● **WHAT IS REQUIRED**
Work out how many lines of the material below contain the word "lamp", then write that number alone.

● **WORKING DATA**
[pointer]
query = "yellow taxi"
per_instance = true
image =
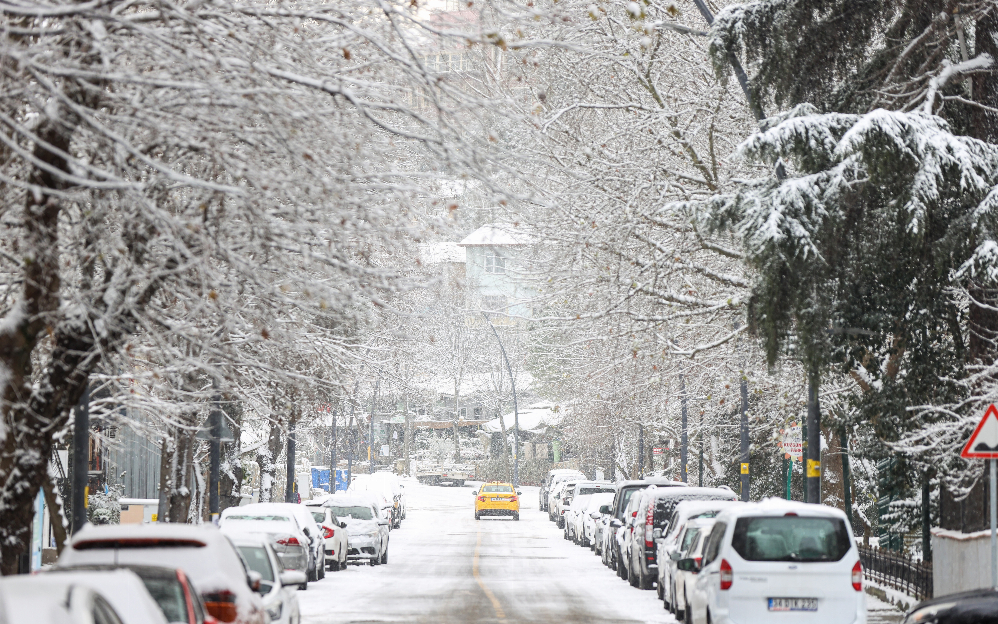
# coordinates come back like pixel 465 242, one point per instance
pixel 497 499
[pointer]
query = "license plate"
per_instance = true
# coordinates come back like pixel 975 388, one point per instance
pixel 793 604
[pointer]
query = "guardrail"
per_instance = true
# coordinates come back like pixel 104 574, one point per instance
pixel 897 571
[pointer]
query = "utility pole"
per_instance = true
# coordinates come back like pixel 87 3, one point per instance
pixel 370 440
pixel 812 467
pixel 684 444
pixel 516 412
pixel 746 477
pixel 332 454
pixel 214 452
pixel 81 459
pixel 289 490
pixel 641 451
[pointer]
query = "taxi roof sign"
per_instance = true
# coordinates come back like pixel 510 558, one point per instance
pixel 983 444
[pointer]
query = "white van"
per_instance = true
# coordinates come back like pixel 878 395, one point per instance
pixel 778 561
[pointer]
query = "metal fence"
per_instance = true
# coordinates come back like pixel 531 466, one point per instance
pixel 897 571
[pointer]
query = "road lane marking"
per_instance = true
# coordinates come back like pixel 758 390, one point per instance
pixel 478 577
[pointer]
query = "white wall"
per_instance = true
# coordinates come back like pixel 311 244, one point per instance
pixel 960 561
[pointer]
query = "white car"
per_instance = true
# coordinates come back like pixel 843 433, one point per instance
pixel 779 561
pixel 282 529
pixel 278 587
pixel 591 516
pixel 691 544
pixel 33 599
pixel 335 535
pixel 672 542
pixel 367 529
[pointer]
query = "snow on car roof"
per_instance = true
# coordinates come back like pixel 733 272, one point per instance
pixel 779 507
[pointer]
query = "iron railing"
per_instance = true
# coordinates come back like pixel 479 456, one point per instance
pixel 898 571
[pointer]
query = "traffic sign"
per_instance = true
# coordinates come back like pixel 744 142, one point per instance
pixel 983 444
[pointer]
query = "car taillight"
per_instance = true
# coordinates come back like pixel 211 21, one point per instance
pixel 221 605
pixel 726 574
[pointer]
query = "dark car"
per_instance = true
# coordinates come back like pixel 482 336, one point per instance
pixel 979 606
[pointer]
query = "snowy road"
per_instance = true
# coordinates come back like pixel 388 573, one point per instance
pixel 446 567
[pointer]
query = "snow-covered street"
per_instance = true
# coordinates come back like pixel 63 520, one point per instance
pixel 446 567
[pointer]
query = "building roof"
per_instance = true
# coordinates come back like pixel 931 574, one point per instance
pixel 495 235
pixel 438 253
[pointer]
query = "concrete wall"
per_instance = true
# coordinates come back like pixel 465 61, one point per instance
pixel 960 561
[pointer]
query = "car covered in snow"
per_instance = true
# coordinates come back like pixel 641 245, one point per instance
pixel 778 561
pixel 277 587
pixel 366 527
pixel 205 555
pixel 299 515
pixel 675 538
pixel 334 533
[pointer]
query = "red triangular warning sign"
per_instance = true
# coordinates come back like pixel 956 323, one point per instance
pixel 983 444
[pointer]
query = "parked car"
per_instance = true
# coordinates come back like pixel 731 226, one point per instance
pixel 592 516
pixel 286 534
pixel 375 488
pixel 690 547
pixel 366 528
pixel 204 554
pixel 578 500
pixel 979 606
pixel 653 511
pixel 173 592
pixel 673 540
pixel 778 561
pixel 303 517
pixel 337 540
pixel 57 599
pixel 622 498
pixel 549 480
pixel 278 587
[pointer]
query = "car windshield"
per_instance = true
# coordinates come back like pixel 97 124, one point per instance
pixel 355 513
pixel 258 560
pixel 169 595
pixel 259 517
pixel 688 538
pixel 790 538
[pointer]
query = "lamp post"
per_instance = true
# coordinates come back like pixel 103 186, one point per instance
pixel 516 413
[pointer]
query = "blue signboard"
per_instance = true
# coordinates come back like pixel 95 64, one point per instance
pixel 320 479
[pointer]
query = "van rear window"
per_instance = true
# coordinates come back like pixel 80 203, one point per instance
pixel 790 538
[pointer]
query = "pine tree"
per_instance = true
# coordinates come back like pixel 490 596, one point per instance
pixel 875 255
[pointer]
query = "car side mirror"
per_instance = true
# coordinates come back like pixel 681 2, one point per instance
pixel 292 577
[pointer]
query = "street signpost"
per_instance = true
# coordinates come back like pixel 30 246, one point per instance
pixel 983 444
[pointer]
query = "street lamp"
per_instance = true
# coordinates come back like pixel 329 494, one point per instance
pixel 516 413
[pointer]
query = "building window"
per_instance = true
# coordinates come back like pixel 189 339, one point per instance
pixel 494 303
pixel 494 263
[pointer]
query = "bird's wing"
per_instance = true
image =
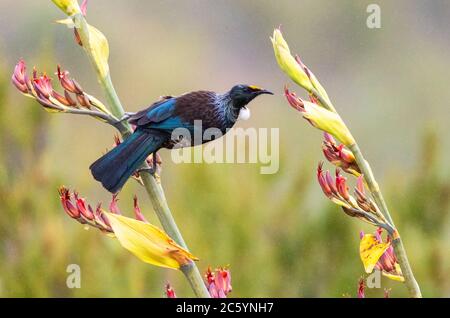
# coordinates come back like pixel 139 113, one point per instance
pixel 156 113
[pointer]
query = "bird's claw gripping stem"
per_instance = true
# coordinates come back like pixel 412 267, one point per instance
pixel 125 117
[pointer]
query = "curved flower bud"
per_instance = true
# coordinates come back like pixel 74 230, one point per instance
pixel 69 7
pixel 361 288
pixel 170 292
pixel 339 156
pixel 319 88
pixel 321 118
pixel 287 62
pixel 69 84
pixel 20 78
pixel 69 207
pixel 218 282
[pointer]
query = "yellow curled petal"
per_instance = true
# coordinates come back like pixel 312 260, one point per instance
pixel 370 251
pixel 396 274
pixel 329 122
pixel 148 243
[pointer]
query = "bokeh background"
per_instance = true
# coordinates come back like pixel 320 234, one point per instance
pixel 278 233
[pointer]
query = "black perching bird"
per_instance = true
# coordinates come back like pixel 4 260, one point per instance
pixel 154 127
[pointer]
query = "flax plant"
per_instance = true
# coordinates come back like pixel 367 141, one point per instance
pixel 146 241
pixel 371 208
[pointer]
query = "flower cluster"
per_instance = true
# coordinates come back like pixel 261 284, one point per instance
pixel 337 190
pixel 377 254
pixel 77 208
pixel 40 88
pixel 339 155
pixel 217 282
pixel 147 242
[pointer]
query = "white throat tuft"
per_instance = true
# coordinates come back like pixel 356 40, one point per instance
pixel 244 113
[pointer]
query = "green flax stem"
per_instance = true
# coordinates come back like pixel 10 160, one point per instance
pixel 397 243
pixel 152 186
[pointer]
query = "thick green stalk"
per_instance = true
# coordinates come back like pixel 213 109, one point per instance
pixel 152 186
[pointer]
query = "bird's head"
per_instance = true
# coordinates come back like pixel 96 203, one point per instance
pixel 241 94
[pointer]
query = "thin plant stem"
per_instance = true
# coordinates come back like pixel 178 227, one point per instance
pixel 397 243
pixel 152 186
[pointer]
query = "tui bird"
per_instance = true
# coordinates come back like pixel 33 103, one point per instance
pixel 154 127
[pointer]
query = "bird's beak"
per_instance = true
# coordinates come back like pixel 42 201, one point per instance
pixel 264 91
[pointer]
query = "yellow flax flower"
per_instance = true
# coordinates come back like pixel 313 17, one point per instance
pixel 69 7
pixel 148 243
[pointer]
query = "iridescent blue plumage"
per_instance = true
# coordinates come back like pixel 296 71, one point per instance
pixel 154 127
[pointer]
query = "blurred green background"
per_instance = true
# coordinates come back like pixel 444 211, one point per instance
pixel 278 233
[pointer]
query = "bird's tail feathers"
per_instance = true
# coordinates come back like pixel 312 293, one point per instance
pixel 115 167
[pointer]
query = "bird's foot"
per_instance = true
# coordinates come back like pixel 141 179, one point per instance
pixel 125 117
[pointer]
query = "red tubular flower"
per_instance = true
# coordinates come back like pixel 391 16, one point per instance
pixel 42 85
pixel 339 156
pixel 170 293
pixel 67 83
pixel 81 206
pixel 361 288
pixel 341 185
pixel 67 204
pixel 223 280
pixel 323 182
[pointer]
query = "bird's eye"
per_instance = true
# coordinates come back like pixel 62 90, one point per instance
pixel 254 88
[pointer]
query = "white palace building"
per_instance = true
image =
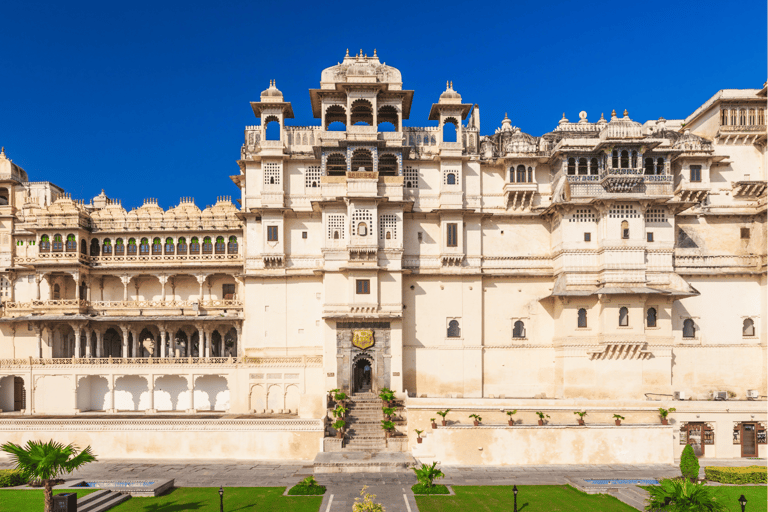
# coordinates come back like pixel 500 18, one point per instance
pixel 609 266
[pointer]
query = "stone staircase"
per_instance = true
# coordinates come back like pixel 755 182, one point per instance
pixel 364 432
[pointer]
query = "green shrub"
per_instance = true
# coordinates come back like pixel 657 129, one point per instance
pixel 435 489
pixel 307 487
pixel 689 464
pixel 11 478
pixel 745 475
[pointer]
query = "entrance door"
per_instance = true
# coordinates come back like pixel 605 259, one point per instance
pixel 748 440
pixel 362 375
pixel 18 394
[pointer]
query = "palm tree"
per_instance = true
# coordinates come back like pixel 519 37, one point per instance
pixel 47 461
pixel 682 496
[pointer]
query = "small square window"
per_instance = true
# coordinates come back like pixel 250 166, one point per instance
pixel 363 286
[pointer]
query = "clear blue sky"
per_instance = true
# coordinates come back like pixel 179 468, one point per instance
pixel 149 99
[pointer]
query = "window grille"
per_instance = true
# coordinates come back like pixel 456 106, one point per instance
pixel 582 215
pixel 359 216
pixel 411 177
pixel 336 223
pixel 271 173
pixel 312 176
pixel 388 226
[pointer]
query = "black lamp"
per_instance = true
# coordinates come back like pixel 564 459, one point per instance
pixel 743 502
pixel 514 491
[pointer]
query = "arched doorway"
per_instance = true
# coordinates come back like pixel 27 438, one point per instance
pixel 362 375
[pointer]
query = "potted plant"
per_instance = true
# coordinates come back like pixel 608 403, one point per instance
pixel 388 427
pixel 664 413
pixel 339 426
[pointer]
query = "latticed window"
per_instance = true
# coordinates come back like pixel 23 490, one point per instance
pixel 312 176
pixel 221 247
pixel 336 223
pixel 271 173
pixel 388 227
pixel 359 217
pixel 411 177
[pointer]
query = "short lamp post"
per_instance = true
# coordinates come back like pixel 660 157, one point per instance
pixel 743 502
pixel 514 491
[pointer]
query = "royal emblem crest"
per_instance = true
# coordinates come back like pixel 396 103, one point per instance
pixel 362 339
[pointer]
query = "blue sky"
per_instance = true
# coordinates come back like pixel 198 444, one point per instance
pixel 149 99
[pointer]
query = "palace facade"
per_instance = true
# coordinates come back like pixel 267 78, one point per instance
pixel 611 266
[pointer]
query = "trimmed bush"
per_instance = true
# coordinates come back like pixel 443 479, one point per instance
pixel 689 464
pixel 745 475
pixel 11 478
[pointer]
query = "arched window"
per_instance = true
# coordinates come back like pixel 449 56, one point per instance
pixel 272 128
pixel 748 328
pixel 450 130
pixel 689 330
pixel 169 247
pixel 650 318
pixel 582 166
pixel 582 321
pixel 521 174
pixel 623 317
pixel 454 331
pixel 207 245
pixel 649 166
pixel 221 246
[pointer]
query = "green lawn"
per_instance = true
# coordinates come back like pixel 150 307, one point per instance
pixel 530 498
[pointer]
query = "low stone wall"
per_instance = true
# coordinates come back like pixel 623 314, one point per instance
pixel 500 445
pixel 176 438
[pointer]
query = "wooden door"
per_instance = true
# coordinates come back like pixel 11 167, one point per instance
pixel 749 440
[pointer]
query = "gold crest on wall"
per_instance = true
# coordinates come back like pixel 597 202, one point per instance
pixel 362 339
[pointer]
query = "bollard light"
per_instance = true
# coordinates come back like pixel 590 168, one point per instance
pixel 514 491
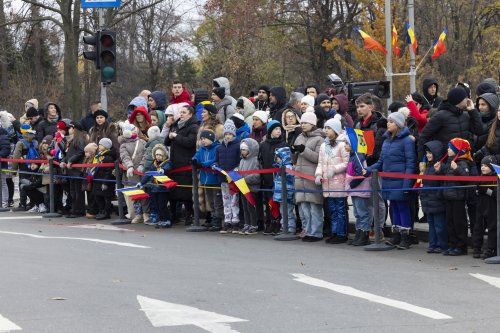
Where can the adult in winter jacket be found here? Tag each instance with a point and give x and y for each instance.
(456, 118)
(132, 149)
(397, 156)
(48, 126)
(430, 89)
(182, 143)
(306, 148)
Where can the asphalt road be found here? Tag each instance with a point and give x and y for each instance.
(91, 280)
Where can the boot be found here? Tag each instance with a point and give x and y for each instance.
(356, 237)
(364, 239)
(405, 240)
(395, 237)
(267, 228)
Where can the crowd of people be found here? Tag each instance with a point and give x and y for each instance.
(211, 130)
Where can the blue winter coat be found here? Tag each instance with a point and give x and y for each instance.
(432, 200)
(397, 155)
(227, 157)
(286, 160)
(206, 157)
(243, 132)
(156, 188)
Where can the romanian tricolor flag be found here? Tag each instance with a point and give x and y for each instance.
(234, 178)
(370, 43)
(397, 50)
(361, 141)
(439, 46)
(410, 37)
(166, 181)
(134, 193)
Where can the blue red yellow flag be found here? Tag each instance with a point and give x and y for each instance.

● **SOLUTION TO THE PROBLEM**
4